• _WORK INSTRUCTION_: Could you repeat word for word only the lines from the one containing "[spot] the white paw, one" to the last line of the data below?

Referring expression pointing data:
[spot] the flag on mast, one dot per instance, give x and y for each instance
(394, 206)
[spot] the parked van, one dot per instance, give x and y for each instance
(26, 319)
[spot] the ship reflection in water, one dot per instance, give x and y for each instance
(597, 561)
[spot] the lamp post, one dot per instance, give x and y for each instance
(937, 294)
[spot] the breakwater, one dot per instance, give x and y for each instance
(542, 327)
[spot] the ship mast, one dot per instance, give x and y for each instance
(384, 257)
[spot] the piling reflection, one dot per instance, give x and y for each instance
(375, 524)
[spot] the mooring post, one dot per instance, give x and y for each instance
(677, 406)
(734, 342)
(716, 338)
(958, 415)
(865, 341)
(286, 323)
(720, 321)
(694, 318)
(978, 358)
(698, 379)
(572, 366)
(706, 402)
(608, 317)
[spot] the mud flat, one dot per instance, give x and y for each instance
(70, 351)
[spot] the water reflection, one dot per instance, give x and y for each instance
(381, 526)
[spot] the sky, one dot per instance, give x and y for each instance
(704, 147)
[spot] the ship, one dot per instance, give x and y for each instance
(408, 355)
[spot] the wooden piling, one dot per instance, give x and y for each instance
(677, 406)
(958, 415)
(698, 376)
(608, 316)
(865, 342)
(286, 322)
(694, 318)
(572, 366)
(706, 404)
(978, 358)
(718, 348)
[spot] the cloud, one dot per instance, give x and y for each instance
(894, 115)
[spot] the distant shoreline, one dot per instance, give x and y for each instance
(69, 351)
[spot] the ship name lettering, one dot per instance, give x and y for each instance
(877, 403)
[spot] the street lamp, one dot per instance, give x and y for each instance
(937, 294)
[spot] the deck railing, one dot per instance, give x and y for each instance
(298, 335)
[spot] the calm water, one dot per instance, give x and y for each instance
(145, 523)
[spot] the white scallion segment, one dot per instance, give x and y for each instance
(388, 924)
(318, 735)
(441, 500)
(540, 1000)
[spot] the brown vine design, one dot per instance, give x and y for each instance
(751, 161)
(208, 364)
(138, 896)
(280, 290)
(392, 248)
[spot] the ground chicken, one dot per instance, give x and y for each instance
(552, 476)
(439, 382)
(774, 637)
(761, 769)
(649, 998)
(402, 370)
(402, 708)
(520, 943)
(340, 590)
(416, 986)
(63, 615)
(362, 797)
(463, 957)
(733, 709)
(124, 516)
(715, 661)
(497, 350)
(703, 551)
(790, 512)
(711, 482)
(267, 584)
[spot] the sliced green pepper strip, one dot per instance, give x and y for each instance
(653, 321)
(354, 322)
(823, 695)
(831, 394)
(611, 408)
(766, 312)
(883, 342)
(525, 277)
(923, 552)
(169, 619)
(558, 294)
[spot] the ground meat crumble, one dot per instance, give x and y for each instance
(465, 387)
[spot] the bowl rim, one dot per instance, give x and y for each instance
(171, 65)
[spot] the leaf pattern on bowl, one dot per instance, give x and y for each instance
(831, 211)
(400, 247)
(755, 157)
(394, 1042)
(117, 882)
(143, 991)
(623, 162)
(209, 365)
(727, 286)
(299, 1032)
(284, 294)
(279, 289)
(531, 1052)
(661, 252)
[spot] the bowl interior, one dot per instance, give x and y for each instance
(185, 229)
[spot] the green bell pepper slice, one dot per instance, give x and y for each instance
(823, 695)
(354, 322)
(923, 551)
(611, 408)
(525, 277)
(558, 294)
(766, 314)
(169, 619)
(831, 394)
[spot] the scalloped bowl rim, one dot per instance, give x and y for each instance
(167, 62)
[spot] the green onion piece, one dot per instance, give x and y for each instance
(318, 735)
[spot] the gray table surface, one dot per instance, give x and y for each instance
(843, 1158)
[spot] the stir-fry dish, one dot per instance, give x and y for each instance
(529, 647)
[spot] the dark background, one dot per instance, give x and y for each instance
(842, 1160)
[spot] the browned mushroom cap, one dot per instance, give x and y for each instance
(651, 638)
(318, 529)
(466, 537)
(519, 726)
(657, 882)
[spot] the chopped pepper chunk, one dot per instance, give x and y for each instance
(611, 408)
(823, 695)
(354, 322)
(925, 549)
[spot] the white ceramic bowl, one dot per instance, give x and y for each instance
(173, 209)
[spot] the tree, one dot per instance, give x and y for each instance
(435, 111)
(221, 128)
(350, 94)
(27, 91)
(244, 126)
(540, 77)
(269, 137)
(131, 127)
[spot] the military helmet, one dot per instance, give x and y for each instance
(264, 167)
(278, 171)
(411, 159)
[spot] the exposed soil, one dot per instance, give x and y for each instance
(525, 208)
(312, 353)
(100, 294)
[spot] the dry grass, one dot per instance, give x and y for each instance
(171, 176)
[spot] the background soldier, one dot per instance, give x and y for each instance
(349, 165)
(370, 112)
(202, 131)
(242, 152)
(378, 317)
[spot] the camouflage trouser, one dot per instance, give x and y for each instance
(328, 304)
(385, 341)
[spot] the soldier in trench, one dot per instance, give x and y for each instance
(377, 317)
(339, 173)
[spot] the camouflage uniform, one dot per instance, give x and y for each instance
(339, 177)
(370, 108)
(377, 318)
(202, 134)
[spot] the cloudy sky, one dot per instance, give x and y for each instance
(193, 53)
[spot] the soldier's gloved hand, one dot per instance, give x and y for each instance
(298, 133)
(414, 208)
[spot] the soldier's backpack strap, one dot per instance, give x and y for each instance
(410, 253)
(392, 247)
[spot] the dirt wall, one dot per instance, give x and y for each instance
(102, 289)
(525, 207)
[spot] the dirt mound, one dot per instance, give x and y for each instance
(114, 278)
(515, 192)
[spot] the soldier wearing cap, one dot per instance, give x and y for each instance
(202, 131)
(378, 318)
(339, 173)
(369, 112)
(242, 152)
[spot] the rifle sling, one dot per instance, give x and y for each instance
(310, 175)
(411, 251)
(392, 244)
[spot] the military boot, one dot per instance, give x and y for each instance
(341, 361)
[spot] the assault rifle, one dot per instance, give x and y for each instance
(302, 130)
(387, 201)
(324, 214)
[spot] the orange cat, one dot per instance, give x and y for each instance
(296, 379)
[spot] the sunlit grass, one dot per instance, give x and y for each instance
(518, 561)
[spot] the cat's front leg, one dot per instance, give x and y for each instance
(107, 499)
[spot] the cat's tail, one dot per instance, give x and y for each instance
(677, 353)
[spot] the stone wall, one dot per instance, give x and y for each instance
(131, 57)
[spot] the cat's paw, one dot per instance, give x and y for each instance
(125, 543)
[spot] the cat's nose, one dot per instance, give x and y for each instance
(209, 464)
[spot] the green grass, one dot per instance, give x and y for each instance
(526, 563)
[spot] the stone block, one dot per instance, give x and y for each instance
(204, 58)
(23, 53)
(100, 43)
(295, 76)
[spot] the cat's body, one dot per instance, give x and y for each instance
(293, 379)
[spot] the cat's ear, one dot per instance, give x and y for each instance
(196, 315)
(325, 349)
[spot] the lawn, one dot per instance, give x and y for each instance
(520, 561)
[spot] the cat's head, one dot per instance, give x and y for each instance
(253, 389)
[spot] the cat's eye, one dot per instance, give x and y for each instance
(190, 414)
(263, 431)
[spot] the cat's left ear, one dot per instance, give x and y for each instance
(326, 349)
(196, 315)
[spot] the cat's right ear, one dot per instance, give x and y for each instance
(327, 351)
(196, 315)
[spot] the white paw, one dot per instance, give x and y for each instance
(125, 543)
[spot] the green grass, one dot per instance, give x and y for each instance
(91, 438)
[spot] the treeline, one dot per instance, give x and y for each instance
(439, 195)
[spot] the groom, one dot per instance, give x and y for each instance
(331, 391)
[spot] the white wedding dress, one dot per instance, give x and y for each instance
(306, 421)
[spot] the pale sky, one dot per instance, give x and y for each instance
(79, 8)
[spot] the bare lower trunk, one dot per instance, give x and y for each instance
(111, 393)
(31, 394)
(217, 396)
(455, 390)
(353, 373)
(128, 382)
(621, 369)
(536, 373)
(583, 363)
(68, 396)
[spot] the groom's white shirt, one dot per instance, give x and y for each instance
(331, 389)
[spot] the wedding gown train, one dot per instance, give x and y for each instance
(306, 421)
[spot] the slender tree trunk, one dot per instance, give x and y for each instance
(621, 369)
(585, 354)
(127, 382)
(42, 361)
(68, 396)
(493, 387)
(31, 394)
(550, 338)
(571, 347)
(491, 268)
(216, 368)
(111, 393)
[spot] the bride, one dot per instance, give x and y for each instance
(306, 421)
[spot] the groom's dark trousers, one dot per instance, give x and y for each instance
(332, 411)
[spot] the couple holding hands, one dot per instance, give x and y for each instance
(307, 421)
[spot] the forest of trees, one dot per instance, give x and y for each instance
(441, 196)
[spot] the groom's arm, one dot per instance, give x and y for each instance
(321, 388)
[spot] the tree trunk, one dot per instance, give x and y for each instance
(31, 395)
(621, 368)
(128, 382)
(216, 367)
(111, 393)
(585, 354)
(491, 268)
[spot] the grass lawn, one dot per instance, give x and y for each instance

• _RESPONSE TO THE TASK_:
[spot] the white paw, one dot per instance, give x and y for each instance
(125, 543)
[spot] the green grass, one dot per instance, give x and y for each instance
(91, 438)
[spot] the treeline, one dot per instance, give x and y for each instance
(439, 195)
[spot] the groom, one dot per instance, give x and y for each instance
(331, 391)
[spot] the white wedding dress, one dot per instance, give x and y for each instance
(306, 421)
[spot] the pale sky, one dot per instance, give x and y for each instance
(79, 8)
[spot] the bare lower trunk, one dot per instance, give x and y for each instance
(111, 393)
(31, 394)
(217, 396)
(455, 390)
(353, 373)
(128, 382)
(621, 369)
(536, 373)
(583, 363)
(68, 396)
[spot] the groom's white shirt, one dot per instance, give x and y for each instance
(331, 389)
[spot] the wedding gown train, one dot per instance, give x and y for each instance
(306, 421)
[spot] the slender tree trunk, one dot per instance, give x and y for each instance
(621, 369)
(585, 354)
(127, 382)
(42, 361)
(68, 396)
(493, 387)
(31, 394)
(550, 338)
(571, 347)
(491, 268)
(216, 368)
(111, 393)
[spot] the bride, one dot per instance, give x and y for each instance
(306, 421)
[spot] the groom's dark trousers, one dot per instance, give x and y for each instance
(332, 411)
[spot] the couple holding hands, one dot per instance, give x and y for each instance
(307, 421)
[spot] the forest of trees, one dot per instance, give x and y for each instance
(441, 196)
[spot] the groom's arm, one dot per instance, give x and y for each instance
(321, 388)
[spot] the tree trunk, one dot per instance, give x and y for each instance
(31, 395)
(621, 368)
(128, 382)
(216, 367)
(111, 393)
(585, 354)
(491, 268)
[spot] the grass lawn, one dot per instance, give x and y for each instance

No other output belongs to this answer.